Instructions to follow>
Turn every line of the items below into a numbered list, dropping blank lines and leaving out the pictures.

Data rows>

══════════════════════════════

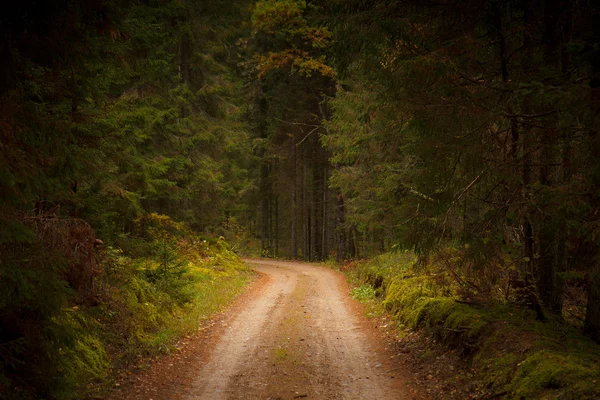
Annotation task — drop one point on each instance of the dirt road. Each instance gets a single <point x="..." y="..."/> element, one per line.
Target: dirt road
<point x="297" y="337"/>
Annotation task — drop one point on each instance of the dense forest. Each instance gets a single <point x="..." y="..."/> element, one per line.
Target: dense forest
<point x="144" y="142"/>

══════════════════════════════

Result>
1. Annotation task — drop one point on each instance of the dirt road. Each instance gets a single <point x="..." y="..."/> element, one per line.
2. Target: dirt road
3. <point x="297" y="337"/>
4. Annotation task — drop one point on each instance of the dense forest. Each instance gets a single <point x="..." y="..."/> element, one per line.
5. Target: dense forest
6. <point x="144" y="142"/>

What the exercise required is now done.